Exercise:
Report every line below that contains the string "wristwatch", copying each one in full. Case counts.

══ Provided data

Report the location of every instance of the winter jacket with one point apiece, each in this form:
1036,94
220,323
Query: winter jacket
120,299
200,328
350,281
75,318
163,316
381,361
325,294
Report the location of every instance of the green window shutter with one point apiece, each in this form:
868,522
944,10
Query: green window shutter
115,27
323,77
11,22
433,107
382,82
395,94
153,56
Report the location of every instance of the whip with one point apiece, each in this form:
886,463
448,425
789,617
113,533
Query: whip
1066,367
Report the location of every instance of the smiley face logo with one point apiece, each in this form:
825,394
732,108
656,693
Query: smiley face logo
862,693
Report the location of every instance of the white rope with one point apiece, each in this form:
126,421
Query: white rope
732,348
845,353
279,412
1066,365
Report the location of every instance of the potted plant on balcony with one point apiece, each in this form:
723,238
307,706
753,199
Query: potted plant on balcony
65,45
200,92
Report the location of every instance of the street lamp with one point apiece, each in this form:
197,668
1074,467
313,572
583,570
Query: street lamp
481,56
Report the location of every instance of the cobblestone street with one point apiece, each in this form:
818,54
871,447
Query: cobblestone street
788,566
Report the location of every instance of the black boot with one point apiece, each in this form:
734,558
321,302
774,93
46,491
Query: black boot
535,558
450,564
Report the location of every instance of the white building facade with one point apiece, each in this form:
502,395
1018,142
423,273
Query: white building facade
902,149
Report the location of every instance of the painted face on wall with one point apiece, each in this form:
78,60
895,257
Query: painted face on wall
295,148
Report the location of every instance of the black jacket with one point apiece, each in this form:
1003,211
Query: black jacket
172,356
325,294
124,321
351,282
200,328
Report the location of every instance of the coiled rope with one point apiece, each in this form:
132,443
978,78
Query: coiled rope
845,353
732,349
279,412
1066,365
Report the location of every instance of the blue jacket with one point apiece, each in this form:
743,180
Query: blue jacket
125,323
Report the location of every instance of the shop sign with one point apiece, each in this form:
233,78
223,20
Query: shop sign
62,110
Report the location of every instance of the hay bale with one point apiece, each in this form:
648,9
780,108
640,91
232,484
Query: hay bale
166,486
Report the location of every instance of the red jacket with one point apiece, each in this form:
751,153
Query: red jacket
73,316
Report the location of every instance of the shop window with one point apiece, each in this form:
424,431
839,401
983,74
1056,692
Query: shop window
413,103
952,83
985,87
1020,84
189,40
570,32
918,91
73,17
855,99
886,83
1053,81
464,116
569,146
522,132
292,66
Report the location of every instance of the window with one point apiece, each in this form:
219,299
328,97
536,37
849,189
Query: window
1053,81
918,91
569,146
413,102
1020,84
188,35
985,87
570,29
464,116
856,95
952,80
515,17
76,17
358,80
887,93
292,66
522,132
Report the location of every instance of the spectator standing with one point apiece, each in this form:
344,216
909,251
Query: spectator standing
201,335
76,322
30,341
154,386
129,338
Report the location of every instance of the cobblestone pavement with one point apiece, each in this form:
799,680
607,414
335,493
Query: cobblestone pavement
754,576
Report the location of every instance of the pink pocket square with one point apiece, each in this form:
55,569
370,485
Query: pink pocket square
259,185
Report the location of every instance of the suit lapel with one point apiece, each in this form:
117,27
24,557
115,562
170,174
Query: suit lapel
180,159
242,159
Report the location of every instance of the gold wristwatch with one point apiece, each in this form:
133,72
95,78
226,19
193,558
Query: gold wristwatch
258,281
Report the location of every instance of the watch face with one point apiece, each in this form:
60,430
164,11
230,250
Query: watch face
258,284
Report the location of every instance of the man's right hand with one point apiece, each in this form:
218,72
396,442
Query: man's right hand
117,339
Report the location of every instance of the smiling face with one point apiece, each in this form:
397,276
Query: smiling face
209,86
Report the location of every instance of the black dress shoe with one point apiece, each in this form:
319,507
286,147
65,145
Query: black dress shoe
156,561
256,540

════
══ Provided data

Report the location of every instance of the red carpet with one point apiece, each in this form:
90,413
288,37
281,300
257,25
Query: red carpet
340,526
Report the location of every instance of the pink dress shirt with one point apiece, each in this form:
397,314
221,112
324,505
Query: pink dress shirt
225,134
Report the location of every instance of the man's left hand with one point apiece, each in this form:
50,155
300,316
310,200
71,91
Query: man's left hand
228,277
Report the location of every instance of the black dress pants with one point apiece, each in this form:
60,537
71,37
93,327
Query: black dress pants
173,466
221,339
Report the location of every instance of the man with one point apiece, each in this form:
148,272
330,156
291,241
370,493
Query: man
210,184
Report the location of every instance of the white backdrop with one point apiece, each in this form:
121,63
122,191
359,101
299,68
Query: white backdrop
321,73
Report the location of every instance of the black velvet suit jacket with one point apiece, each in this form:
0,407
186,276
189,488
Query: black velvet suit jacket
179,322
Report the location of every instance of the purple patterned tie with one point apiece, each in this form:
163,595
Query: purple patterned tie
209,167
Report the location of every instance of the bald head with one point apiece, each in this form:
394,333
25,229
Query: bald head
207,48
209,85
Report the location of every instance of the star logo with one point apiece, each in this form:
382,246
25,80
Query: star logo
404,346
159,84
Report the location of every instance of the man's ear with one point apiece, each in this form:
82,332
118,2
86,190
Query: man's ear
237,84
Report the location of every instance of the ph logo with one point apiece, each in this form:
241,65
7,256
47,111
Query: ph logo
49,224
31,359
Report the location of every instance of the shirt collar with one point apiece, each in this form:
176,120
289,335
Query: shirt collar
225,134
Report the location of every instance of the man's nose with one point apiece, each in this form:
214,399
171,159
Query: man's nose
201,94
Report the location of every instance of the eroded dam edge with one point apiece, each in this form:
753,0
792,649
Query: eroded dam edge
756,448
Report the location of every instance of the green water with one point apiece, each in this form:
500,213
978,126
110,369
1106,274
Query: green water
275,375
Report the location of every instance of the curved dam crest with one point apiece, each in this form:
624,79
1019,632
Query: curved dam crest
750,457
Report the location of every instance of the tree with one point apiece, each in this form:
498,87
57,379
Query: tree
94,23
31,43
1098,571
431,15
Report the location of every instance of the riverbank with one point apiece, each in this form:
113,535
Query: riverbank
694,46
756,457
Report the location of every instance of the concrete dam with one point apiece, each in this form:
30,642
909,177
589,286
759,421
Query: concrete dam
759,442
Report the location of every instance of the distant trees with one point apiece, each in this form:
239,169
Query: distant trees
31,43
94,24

════
══ Provided data

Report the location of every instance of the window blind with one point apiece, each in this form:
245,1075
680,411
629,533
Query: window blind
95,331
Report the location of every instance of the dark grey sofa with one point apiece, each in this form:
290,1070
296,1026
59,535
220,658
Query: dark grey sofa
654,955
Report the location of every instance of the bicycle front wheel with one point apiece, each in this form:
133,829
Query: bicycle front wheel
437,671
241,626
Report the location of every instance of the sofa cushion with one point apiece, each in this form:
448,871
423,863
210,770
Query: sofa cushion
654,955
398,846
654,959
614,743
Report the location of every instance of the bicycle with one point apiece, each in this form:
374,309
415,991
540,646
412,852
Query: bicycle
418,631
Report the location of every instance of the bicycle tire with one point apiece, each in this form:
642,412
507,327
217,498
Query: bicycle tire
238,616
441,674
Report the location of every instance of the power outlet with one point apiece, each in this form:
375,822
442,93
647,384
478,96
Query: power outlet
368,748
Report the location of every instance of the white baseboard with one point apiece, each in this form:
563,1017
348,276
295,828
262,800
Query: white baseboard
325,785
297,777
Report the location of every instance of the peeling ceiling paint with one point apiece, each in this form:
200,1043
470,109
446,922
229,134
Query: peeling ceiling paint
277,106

════

Answer to the task:
Report the location of every instance of the gold wristwatch with one point apiece, each in this form:
Query: gold wristwatch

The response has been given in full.